Reproduce, exactly, the lines of the material below from the line containing "Target: farmhouse" through the line containing "x=1233, y=720", with both end lines included and nothing else.

□ □ □

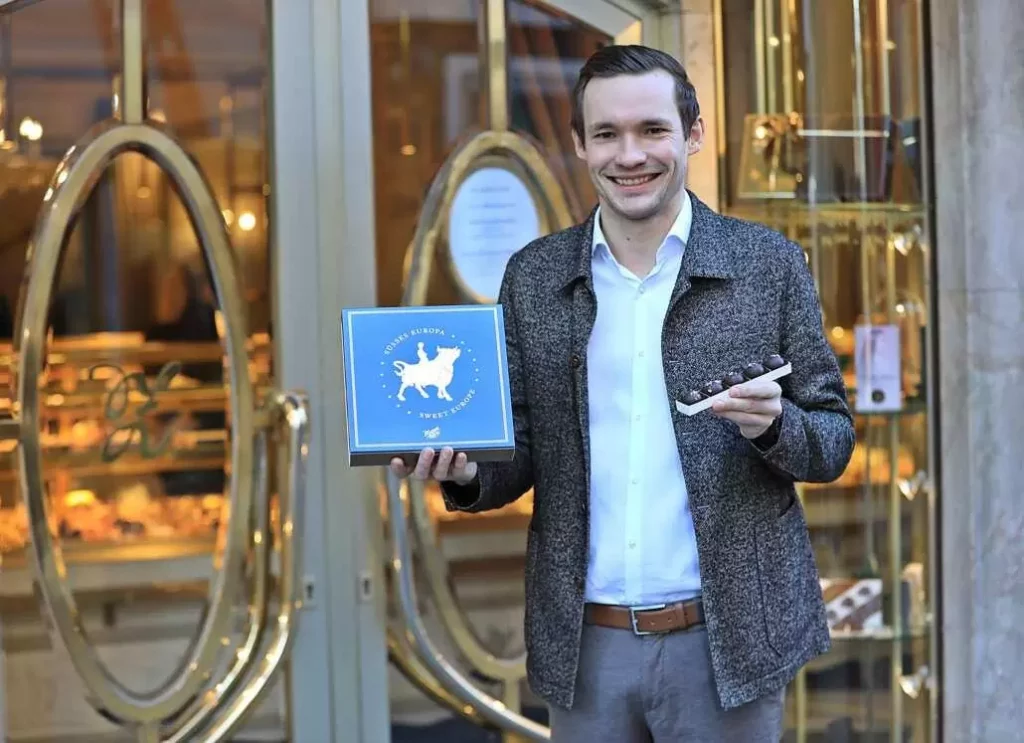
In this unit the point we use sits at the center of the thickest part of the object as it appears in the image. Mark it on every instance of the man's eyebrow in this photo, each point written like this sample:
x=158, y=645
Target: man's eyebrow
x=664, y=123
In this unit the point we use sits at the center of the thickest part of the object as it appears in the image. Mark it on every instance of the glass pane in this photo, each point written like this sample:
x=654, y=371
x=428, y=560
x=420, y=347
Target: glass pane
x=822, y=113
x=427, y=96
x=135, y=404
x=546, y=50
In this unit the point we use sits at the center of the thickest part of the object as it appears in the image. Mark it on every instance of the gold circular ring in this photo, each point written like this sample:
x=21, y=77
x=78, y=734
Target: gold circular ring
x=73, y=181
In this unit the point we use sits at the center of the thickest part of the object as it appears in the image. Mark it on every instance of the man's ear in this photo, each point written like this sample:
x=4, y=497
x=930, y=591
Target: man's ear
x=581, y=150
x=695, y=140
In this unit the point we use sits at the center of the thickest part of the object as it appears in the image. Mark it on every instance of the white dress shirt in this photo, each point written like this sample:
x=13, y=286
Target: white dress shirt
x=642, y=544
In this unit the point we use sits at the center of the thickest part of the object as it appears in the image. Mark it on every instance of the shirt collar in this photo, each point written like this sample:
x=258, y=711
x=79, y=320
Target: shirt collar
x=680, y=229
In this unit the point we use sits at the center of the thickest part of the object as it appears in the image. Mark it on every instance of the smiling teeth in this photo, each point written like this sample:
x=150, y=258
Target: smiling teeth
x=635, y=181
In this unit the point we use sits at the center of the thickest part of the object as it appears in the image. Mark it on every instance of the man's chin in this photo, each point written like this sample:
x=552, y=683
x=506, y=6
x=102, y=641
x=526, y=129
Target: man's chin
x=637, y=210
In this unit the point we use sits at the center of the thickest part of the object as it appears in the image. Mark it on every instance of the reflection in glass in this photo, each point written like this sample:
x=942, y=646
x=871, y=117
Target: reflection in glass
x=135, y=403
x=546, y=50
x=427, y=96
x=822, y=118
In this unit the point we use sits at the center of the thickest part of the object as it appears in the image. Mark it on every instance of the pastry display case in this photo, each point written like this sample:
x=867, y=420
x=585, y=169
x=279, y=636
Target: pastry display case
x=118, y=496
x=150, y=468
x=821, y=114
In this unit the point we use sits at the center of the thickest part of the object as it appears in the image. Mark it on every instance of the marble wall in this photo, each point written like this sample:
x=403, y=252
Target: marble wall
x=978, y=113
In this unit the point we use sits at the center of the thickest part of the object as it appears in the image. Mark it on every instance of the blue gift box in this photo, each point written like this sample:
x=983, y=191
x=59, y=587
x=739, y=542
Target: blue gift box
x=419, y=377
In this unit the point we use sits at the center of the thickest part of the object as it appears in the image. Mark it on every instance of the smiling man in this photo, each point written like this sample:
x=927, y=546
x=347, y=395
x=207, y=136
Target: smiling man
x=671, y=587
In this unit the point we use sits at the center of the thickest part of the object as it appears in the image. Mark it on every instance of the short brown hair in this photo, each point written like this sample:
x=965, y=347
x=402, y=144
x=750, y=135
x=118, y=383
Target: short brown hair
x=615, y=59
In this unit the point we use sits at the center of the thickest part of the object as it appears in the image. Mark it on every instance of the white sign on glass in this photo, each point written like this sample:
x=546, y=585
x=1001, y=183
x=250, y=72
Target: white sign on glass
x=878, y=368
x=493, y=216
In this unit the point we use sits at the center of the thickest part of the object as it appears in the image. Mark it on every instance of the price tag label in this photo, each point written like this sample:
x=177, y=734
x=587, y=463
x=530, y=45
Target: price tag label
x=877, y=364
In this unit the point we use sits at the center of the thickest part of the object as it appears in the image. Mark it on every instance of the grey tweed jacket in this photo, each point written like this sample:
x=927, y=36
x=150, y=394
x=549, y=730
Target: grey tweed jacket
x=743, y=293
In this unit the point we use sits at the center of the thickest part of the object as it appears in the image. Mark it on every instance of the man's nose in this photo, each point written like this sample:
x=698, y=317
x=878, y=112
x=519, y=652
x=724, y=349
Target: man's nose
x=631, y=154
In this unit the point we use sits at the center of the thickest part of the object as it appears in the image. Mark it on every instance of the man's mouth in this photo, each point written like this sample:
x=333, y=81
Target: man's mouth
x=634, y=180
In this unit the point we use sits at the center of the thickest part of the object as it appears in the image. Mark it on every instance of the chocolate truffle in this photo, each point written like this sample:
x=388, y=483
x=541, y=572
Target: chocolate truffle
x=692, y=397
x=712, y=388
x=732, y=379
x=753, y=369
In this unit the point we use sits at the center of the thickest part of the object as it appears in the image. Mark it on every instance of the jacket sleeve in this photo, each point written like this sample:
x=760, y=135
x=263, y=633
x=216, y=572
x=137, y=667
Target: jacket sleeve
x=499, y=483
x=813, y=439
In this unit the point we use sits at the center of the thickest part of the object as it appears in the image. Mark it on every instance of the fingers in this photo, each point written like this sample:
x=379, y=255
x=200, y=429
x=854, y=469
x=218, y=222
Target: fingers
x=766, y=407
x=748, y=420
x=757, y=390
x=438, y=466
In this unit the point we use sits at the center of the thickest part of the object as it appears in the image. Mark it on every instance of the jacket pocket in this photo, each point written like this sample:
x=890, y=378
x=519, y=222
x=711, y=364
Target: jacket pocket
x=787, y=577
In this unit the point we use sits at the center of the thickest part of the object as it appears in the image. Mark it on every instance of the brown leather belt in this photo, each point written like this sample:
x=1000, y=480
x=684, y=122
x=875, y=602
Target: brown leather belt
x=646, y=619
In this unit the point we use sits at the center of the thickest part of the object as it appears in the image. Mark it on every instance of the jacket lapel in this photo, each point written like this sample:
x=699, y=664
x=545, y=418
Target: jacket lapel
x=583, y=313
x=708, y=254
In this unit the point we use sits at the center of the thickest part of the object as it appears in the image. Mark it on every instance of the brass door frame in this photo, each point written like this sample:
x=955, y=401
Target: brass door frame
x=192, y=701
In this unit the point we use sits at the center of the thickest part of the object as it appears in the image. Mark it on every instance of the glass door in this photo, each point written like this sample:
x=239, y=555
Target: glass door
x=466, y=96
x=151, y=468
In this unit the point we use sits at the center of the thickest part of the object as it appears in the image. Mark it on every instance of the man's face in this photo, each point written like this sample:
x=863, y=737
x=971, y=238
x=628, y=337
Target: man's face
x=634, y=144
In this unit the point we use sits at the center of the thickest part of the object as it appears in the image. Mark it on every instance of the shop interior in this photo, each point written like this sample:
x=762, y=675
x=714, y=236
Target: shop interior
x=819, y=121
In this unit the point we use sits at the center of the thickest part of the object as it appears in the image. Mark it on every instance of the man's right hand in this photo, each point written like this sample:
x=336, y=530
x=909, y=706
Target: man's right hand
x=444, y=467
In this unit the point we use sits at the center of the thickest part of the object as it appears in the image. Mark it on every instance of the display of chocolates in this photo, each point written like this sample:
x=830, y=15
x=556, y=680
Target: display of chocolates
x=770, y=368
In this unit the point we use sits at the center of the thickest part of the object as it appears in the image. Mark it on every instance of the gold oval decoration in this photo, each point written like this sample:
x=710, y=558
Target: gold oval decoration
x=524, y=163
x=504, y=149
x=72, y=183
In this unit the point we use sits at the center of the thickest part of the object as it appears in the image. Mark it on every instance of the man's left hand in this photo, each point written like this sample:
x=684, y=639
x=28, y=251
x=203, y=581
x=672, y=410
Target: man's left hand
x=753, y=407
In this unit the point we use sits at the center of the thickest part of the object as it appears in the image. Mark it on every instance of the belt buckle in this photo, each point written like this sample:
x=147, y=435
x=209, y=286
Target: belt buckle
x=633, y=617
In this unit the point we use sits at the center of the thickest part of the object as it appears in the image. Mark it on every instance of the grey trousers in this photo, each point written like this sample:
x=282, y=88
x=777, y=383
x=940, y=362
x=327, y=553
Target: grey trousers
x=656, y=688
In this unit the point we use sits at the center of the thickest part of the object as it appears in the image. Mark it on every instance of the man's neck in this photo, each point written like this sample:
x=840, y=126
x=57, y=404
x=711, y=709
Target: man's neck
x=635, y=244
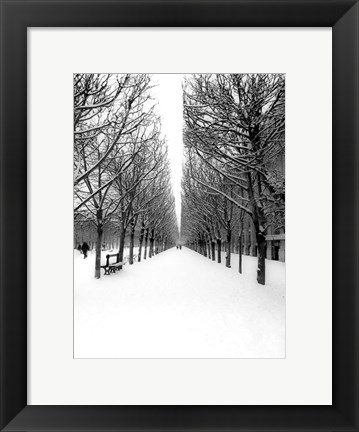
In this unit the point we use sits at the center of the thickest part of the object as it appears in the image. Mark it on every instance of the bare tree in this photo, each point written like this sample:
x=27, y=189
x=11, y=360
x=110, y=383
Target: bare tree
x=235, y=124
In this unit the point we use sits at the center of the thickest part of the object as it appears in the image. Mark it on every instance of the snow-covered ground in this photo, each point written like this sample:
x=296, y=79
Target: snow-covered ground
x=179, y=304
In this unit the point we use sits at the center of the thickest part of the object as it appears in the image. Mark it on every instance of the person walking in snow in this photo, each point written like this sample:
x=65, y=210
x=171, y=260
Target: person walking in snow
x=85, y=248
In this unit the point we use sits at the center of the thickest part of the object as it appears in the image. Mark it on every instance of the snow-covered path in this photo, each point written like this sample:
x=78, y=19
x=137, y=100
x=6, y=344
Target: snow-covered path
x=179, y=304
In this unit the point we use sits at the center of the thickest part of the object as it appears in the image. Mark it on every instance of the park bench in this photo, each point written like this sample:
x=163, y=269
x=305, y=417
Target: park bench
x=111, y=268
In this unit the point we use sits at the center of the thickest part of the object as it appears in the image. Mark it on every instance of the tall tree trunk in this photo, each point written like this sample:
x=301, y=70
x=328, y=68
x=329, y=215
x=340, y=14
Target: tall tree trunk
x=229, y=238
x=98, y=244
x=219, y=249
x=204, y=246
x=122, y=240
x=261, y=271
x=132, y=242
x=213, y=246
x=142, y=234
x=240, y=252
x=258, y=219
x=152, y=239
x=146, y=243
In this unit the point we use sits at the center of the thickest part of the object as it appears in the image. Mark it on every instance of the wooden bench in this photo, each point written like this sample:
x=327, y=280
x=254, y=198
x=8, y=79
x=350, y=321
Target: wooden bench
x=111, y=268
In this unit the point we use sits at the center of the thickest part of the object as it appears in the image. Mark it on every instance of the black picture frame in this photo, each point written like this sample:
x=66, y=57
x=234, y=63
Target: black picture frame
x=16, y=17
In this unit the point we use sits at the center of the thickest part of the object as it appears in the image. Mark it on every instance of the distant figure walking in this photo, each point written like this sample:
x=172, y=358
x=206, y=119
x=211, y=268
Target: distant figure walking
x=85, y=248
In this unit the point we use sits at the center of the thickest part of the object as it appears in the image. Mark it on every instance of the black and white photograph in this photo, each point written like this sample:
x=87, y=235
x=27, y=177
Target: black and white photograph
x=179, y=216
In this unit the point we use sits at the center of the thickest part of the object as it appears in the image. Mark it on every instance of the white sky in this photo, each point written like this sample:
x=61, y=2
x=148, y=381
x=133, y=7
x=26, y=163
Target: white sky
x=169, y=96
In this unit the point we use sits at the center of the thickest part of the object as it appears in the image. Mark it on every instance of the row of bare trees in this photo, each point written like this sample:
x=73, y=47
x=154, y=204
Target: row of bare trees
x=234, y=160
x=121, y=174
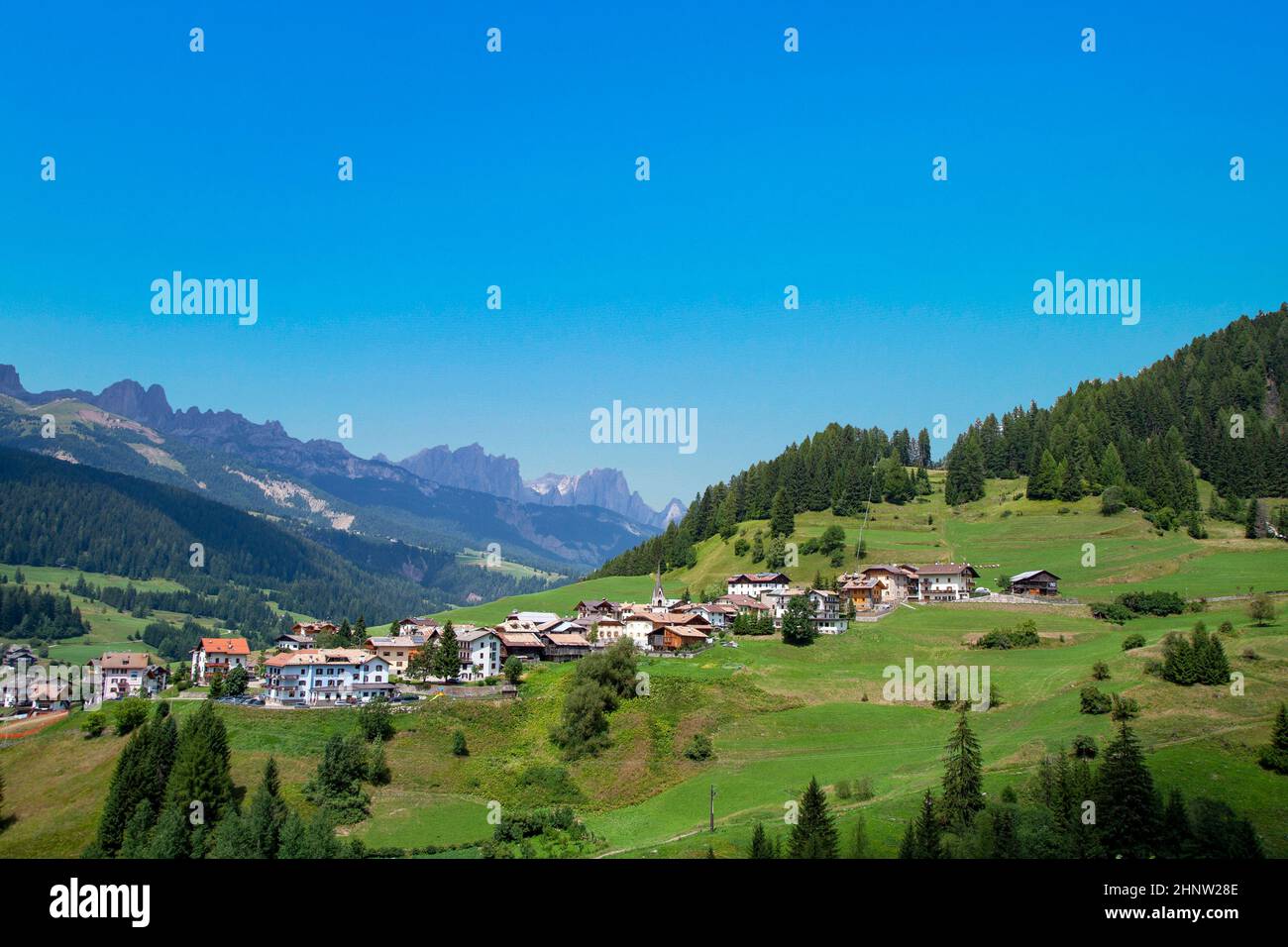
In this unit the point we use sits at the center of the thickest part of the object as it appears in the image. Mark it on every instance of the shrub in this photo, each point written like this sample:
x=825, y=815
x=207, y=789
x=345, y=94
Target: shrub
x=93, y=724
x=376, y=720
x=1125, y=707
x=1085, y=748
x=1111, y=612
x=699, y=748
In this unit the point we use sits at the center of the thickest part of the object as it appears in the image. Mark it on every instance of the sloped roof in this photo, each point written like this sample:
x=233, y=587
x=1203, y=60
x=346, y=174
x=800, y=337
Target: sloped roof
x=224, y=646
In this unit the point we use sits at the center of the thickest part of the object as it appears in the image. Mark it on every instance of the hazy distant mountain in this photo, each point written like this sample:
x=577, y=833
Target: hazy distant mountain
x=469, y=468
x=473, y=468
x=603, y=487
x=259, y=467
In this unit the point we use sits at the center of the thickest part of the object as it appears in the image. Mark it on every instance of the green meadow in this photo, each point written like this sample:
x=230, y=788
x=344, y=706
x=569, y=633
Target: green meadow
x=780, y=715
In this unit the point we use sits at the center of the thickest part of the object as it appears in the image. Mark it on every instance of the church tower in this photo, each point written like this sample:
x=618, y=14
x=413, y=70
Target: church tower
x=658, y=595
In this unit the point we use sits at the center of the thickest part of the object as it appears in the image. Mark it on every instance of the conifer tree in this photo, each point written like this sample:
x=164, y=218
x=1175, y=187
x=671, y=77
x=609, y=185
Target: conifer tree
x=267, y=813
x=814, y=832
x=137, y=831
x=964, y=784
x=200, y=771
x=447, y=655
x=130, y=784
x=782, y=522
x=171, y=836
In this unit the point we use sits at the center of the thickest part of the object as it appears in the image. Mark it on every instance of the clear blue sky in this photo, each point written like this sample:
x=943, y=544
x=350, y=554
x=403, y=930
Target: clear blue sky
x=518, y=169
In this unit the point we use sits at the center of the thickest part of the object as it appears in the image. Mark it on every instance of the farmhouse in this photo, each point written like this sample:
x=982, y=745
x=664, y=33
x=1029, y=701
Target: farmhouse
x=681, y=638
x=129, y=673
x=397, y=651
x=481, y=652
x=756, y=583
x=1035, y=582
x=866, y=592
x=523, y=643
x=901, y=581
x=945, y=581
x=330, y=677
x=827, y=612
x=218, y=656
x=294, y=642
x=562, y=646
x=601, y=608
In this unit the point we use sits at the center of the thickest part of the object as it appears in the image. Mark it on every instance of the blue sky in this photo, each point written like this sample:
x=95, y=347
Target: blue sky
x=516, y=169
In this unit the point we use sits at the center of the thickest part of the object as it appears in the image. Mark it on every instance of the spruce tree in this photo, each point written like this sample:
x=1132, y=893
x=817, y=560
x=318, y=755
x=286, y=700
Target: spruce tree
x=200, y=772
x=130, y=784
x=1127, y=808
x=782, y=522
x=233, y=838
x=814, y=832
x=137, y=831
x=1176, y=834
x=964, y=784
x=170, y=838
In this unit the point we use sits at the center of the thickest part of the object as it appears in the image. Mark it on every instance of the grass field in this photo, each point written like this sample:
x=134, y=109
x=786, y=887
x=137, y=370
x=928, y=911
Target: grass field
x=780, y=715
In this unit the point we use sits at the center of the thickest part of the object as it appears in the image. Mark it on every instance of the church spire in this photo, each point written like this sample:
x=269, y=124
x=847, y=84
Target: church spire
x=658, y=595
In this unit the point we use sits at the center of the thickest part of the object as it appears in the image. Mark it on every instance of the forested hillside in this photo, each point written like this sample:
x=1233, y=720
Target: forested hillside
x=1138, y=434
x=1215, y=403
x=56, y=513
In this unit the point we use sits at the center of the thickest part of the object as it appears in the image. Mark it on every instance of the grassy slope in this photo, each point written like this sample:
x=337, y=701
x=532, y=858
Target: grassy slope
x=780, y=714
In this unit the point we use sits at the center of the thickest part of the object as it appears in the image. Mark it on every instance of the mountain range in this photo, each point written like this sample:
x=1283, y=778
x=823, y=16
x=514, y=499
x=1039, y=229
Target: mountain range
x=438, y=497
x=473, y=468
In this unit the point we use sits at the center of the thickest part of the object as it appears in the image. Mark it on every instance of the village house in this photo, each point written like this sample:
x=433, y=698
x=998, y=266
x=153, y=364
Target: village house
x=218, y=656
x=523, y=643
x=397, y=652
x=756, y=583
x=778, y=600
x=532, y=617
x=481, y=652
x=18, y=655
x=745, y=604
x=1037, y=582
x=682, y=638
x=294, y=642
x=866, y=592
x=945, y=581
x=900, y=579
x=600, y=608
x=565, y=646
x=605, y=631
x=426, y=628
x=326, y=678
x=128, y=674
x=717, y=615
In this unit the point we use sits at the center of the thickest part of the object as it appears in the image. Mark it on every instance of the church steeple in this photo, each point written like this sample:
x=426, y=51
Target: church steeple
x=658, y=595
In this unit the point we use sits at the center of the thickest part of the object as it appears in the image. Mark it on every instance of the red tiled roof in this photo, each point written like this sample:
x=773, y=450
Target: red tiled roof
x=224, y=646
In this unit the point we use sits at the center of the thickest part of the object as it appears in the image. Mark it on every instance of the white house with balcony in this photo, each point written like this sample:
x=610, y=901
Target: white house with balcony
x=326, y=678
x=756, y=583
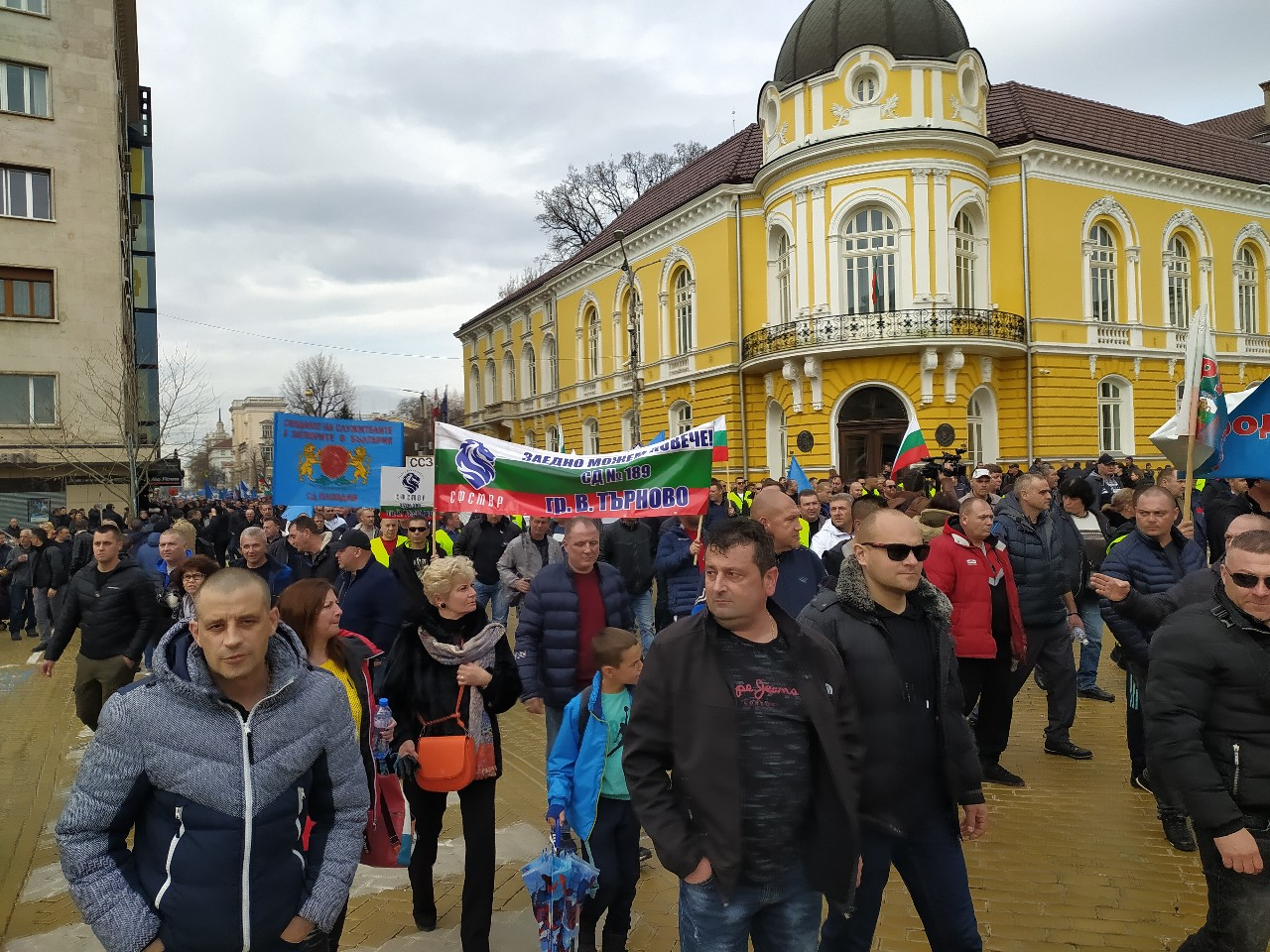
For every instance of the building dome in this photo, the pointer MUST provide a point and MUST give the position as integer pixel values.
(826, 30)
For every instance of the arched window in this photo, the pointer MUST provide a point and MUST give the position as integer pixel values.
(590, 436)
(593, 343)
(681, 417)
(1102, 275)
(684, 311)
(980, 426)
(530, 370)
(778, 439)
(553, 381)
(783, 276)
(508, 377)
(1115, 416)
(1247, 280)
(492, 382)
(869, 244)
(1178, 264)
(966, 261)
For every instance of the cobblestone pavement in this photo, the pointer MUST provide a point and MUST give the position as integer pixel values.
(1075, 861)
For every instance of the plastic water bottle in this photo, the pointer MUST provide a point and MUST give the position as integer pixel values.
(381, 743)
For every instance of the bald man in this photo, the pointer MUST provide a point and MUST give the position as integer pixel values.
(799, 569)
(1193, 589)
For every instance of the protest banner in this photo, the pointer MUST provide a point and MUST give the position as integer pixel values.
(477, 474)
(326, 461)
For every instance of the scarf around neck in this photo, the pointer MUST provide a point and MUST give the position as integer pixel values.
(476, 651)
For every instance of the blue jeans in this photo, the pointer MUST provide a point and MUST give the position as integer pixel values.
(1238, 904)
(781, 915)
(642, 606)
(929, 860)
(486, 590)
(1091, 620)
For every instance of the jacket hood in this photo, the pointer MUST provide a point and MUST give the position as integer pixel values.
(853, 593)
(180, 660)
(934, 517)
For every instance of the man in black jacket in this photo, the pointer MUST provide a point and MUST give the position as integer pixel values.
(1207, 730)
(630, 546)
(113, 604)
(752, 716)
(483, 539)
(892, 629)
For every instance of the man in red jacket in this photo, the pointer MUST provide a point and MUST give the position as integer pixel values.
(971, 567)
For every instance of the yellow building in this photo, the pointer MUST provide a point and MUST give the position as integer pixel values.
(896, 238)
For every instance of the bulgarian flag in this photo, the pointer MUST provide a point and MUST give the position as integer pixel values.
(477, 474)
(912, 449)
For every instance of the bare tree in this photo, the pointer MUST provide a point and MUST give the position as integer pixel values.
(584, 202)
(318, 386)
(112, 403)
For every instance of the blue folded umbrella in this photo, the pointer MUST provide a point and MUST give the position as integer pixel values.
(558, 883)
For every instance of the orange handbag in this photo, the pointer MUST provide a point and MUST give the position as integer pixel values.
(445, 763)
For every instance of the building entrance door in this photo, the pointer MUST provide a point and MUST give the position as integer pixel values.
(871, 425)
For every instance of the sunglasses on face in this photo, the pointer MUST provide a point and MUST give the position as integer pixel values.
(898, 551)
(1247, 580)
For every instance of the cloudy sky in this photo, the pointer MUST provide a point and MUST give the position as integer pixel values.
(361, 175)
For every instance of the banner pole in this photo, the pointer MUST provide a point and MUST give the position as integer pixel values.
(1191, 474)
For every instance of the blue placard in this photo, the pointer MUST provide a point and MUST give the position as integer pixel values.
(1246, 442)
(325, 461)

□ □ □

> _Solution to this problem_
Target: farmhouse
x=681, y=638
x=129, y=673
x=397, y=651
x=481, y=652
x=756, y=583
x=1035, y=582
x=866, y=592
x=523, y=643
x=901, y=581
x=945, y=581
x=330, y=677
x=827, y=612
x=218, y=656
x=294, y=642
x=562, y=646
x=601, y=608
In this unit the point we use sits at the center of the thickest part of the object as it appears in the image. Mark it on every instance of the blue sky in this photo, each point written like this sample:
x=95, y=347
Target: blue sky
x=516, y=169
In this unit the point we use sits at the center of the thickest part of the object as it appears in the image. Mark it on every instance of the spruce tree in this photo, each point written like this sample:
x=1132, y=893
x=817, y=560
x=318, y=755
x=286, y=700
Target: spruce tree
x=200, y=772
x=130, y=784
x=1127, y=808
x=782, y=522
x=233, y=838
x=814, y=832
x=137, y=831
x=1176, y=834
x=964, y=784
x=170, y=838
In this unit the point we use sits at the center of the thickest part of the object as it appears in the image. Mark it on every instance of the grass field in this photo, each point written like this sample:
x=134, y=109
x=786, y=887
x=137, y=370
x=928, y=911
Target: grass field
x=780, y=715
In this unit the point we use sits at the center of the thickest part of the object as it appears in the image. Mark it on every instance of the church spire in this photo, each point written like this sample:
x=269, y=124
x=847, y=84
Target: church spire
x=658, y=595
In this unit the point we use sits at the center of the thickest part of the object as it appears in the image. Mark it on every instance of the forested hillside in this photo, each point written like this sample:
x=1233, y=720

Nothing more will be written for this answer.